--- Start of Records for the exercise ---
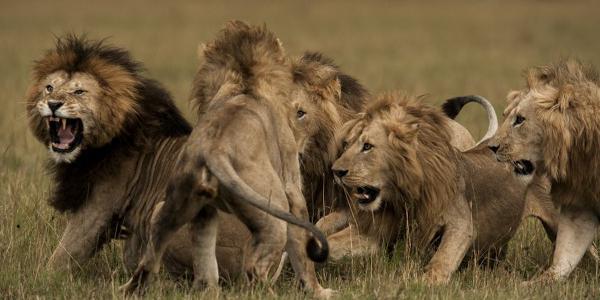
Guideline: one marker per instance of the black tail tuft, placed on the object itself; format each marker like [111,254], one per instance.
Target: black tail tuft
--- End of Records for the exercise ---
--- Start of Records for the exercise ---
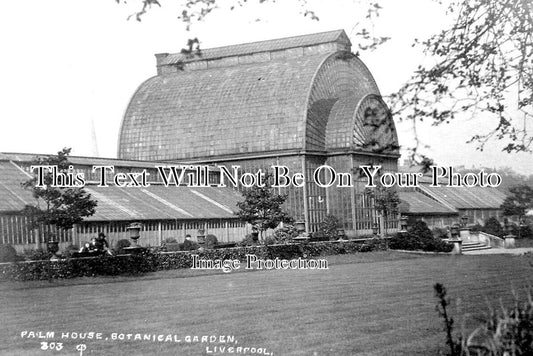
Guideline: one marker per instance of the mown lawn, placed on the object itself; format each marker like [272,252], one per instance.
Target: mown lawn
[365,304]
--- End of Records for the exercise ---
**Task objective:** Retype, unchanged, the lines from the one containing "Guideline: one marker per instance of the black" up to and including the one containing "Target: black tail tuft".

**Expected output:**
Guideline: one marker per instance of the black tail tuft, placed on the object itself; format each marker like [111,254], one per instance.
Target: black tail tuft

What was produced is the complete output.